* _抜粋本文_:
+--
ファイターズ全試合を愛用の手帳に記録し続ける「ほぼ日ハム手帳」のななつぼしさんである。僕は彼女のツイッターアカウントをフォローし、その荒行に注目しているが、先日、興味深いつぶやきを目にした。
交流戦2カードめ、巨人戦を1つ勝ったタイミングだったかと思う。大熱戦の神宮3連戦を終え、移動ゲームでエース、上沢直之が完投勝利した。「火水木って神宮で熱い試合っていうか、見ているだけで魂が動かされるような、すごいいい試合をしていたんで。そのなかでリリーフのピッチャーが投げてたんで、今日は僕が最初から長いイニング投げるんだという気持ちで臨んでいました。あの試合見て何も思わないようじゃ男じゃないなと思っていました」(上沢直之ヒーローインタビュー)
この翌朝のタイミングだったと思う。ななつぼしさんはこうツイートした。
「BOSSが撒いた種がジャブのように効いて来るのは、正直もっと後だと思ってました。点が線になっていくシーンをこれから何度も目撃することでしょう。結末はどうあれ、そこに気づき、もらさず綴っていくこと。今季の手帳は久しぶりに面白く、大変な作業になっております。おはようございます」(9:44・2022/05/28)
彼女のインタビューはここから始めたい。新庄ファイターズの現在地点が浮かび上がってくるのではないか(構成者/えのきどいちろう)。
「ファンが楽しめるのってそういう野球かなって思うんです」
――正直もっと後だと思ってたんですか?
「んー交流戦終わって、夏過ぎ……。交流戦ってリーグも違って、お初に弱いってうちの特徴あるじゃないですか。だから、交流戦もきついだろうなと思ってたんです。3戦あって1つ勝てればいいほうかなって。去年のデータもあんまり活きない気がして。去年の交流戦は野球になってなかったと思うんです」
――今季はずっと1勝2敗のペースでしたもんね。でも、交流戦に入る前、だいぶチームができてきた。清宮、野村、万波のクリンアップもサマになり始めました。
「ボスが目指す野球ってすごいプロセスを大事にする野球で、そこにうまくハマる選手とハマらない選手が出始めて、そこがふるいにかけられるところかなって思ってたんです」
――ボスが目指す野球ってどんなイメージですか?
+--
* _収集データ_:
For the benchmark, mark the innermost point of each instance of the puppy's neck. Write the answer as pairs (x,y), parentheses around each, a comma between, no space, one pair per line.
+--
* _練習問題_:
[1] インタビュー記事をもとに、次の問いに答えてください。
(a) 上沢直之の完投勝利に先立って、神宮では何連戦が行われましたか。
(b) ななつぼしさんのツイートに記された日付は何ですか。
(c) ななつぼしさんは、交流戦の3戦で何勝できればいいほうだと考えていましたか。
[2] インタビュー記事の「交流戦2カードめ、巨人戦を1」から「沢直之ヒーローインタビュー)」まで(両端を含む)を、一字一句たがえずに書き写してください。

* _解答例_:
[1]
(a) 3連戦
(b) 2022/05/28
(c) 1勝

[2]
交流戦2カードめ、巨人戦を1つ勝ったタイミングだったかと思う。大熱戦の神宮3連戦を終え、移動ゲームでエース、上沢直之が完投勝利した。「火水木って神宮で熱い試合っていうか、見ているだけで魂が動かされるような、すごいいい試合をしていたんで。そのなかでリリーフのピッチャーが投げてたんで、今日は僕が最初から長いイニング投げるんだという気持ちで臨んでいました。あの試合見て何も思わないようじゃ男じゃないなと思っていました」(上沢直之ヒーローインタビュー)